INSTRUÇÕES A SEGUIR:
Segundo o texto sobre Dark City e Matrix, em que formato "Cidade das Sombras" chegou às locadoras?

Cidade das Sombras

 

Dark City, Matrix e os pobres mortais

 

Na época em que o filme original da trilogia “Matrix” (“The Matrix”,EUA,1999) estourava nos cinemas brasileiros, outro lançamento chegava discretamente às locadoras, ainda no formato VHS: “Cidade das Sombras” (“Dark City”,AUS/EUA,1998). Na época, considerei uma feliz coincidência, pois apesar da apresentação diferente, a temática de ambos é semelhante. Os dois filmes retratam a dominação de muitos por um pequeno grupo, através de uma ilusão de realidade. Na verdade este tema nunca foi tão atual como nesses tempos estranhos que vivemos.

Poderíamos dizer que ambos os filmes mencionados contém furos de roteiro, atores canastrões, violência exagerada e, tantos outros argumentos. Não vou discordar deste aspecto. Contudo, o que achei melhor dos dois filmes foi o convite à reflexão, que independe da ideologia pessoal de quem quer que seja.

Registros armazenados:
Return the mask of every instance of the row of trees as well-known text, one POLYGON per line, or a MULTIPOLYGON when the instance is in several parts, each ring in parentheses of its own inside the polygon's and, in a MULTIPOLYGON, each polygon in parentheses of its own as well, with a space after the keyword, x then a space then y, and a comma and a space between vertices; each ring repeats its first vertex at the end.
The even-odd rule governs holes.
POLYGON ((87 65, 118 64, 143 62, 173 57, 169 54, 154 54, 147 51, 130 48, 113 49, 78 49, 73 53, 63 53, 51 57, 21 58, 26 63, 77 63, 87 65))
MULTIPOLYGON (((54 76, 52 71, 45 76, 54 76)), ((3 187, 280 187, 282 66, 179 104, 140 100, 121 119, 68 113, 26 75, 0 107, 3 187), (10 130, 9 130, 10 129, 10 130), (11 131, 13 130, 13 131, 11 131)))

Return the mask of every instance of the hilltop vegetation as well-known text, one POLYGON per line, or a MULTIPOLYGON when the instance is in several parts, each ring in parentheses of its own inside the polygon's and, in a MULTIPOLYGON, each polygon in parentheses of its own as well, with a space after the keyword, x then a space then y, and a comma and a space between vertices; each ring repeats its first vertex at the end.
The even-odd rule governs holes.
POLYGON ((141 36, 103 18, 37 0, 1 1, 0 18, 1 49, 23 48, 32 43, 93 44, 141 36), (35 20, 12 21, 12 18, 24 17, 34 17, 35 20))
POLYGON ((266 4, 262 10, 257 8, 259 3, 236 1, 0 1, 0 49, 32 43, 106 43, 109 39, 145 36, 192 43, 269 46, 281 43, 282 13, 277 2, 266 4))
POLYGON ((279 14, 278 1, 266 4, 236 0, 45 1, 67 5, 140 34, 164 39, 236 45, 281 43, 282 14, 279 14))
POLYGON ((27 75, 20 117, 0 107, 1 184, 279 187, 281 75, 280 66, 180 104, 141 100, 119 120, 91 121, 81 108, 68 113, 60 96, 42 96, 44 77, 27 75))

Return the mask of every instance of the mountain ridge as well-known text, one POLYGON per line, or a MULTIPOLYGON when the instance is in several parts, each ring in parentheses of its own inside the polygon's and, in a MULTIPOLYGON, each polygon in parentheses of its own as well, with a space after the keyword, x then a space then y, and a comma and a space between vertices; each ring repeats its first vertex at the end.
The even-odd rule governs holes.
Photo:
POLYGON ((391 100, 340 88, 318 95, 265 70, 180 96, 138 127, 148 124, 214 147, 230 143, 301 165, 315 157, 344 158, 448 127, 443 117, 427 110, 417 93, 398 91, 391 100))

SOLUÇÃO DO PROBLEMA:
No formato VHS.